DESCRIPTION OF THE TASK: Copy every line of the material precisely.

MATERIAL PROVIDED:
----
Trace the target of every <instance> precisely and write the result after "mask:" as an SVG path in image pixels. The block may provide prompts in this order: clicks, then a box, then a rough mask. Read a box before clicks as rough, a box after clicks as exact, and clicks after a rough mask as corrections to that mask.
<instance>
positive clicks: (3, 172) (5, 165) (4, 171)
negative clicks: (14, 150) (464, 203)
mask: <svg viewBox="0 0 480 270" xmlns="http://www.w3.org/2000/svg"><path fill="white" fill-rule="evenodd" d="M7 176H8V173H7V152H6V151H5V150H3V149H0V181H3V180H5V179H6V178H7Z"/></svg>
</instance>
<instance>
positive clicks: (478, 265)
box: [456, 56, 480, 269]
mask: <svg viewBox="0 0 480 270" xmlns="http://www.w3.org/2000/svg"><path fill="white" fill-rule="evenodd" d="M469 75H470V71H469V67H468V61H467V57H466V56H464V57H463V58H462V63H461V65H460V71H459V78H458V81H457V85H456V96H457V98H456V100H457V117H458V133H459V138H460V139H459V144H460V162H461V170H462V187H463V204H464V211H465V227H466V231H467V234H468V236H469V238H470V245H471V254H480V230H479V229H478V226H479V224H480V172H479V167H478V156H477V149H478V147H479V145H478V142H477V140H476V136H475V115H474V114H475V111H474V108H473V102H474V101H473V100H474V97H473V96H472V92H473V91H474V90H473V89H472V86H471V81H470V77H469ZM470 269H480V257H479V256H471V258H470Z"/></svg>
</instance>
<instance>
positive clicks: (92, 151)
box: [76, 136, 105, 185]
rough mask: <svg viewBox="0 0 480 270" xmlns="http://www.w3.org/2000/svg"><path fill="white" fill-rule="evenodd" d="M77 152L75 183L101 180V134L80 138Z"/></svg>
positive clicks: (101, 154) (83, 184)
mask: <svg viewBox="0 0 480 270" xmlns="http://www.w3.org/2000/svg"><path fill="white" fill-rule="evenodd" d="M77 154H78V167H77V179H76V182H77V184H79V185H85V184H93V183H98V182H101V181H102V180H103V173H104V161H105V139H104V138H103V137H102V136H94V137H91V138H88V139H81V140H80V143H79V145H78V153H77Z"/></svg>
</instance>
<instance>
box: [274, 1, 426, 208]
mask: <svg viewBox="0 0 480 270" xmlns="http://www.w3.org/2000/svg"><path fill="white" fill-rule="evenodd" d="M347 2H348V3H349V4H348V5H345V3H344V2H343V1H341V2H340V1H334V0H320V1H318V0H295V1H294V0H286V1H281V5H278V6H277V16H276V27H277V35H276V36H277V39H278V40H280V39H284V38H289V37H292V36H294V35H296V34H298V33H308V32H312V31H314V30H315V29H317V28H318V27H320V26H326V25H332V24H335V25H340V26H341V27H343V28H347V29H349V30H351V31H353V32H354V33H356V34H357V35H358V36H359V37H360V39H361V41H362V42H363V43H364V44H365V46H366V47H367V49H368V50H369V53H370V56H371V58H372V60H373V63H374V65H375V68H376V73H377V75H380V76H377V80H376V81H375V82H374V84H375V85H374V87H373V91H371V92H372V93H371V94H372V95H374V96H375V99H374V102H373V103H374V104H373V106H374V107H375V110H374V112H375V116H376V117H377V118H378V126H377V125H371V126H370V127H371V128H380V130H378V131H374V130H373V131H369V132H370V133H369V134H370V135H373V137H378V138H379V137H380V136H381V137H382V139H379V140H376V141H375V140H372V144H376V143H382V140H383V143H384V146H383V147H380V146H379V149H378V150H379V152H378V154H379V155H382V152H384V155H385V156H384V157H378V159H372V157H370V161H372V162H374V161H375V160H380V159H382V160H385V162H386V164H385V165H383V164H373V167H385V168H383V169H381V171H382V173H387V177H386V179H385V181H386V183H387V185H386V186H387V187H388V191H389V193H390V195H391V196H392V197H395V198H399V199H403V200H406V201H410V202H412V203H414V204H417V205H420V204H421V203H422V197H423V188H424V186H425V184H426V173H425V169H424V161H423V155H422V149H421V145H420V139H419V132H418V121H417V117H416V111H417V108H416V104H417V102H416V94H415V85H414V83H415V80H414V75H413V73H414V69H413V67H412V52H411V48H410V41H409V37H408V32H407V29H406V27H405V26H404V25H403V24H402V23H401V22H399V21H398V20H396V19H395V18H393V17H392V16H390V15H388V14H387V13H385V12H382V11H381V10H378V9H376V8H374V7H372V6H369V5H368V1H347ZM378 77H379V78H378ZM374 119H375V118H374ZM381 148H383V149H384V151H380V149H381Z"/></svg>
----
REPLY:
Trace the target of every <instance> precisely and write the result after "mask:" as an SVG path in image pixels. The block may provide prompts in this order: clicks, then a box, then a rough mask. Read a box before clicks as rough, a box after clicks as exact, and clicks after a rough mask as corrections to that mask.
<instance>
positive clicks: (3, 172) (5, 165) (4, 171)
negative clicks: (14, 150) (464, 203)
mask: <svg viewBox="0 0 480 270" xmlns="http://www.w3.org/2000/svg"><path fill="white" fill-rule="evenodd" d="M7 176H8V173H7V152H6V151H5V150H3V149H0V181H3V180H5V179H6V178H7Z"/></svg>
</instance>
<instance>
positive clicks: (478, 265)
box: [456, 56, 480, 269]
mask: <svg viewBox="0 0 480 270" xmlns="http://www.w3.org/2000/svg"><path fill="white" fill-rule="evenodd" d="M469 75H470V71H469V67H468V61H467V57H466V56H464V57H463V58H462V63H461V65H460V71H459V78H458V81H457V85H456V96H457V98H456V100H457V117H458V133H459V138H460V139H459V144H460V162H461V170H462V187H463V204H464V211H465V227H466V231H467V234H468V236H469V238H470V245H471V254H480V230H479V229H478V226H479V224H480V172H479V167H478V156H477V149H478V147H479V145H478V142H477V140H476V136H475V115H474V114H475V111H474V108H473V102H474V101H473V100H474V97H473V96H472V92H473V91H474V90H473V89H472V86H471V81H470V77H469ZM470 269H480V257H479V256H471V258H470Z"/></svg>
</instance>
<instance>
positive clicks: (92, 151)
box: [76, 136, 105, 185]
rough mask: <svg viewBox="0 0 480 270" xmlns="http://www.w3.org/2000/svg"><path fill="white" fill-rule="evenodd" d="M77 152L75 183L101 180V134L80 138Z"/></svg>
positive clicks: (101, 154) (83, 184)
mask: <svg viewBox="0 0 480 270" xmlns="http://www.w3.org/2000/svg"><path fill="white" fill-rule="evenodd" d="M77 154H78V167H77V179H76V182H77V184H79V185H85V184H93V183H98V182H101V181H102V180H103V173H104V161H105V139H104V138H103V137H102V136H94V137H91V138H88V139H81V140H80V143H79V145H78V153H77Z"/></svg>
</instance>
<instance>
box: [274, 1, 426, 208]
mask: <svg viewBox="0 0 480 270" xmlns="http://www.w3.org/2000/svg"><path fill="white" fill-rule="evenodd" d="M347 2H348V3H349V4H348V5H345V3H344V2H343V1H341V2H340V1H334V0H320V1H318V0H295V1H294V0H286V1H281V5H278V6H277V16H276V27H277V35H276V36H277V39H278V40H280V39H284V38H289V37H292V36H294V35H296V34H298V33H308V32H312V31H314V30H315V29H317V28H318V27H320V26H326V25H332V24H335V25H340V26H341V27H343V28H347V29H349V30H351V31H353V32H354V33H356V34H357V35H358V36H359V37H360V39H361V41H362V42H363V43H364V44H365V46H366V47H367V49H368V50H369V53H370V56H371V58H372V60H373V63H374V65H375V68H376V73H377V75H380V76H377V80H376V81H375V82H374V84H375V85H374V87H373V91H371V92H372V93H371V94H372V95H374V96H375V99H374V102H373V103H374V104H373V106H374V107H375V110H374V112H375V116H376V117H377V118H378V126H377V125H371V126H370V127H371V128H380V130H378V131H374V130H373V131H369V132H370V133H369V134H370V135H373V137H378V138H379V137H380V136H381V137H382V139H379V140H376V141H375V140H372V144H376V143H382V140H383V143H384V146H383V147H380V146H379V149H378V150H379V152H378V154H379V155H382V152H384V155H385V156H384V157H378V159H372V157H370V161H372V162H374V161H375V160H380V159H382V160H385V162H386V164H385V165H383V164H373V167H385V168H383V169H381V171H382V173H387V177H386V179H385V181H386V183H387V185H386V186H387V187H388V191H389V193H390V195H391V196H392V197H395V198H399V199H403V200H406V201H410V202H412V203H414V204H417V205H420V204H421V203H422V197H423V188H424V186H425V184H426V173H425V169H424V161H423V155H422V149H421V145H420V139H419V132H418V121H417V117H416V111H417V108H416V104H417V102H416V94H415V85H414V83H415V80H414V75H413V73H414V69H413V67H412V52H411V48H410V41H409V37H408V32H407V29H406V27H405V26H404V25H403V24H402V23H401V22H399V21H398V20H396V19H395V18H393V17H392V16H390V15H388V14H387V13H385V12H382V11H381V10H378V9H376V8H374V7H372V6H369V5H368V1H347ZM378 77H379V78H378ZM374 119H375V118H374ZM381 148H383V149H384V151H380V149H381Z"/></svg>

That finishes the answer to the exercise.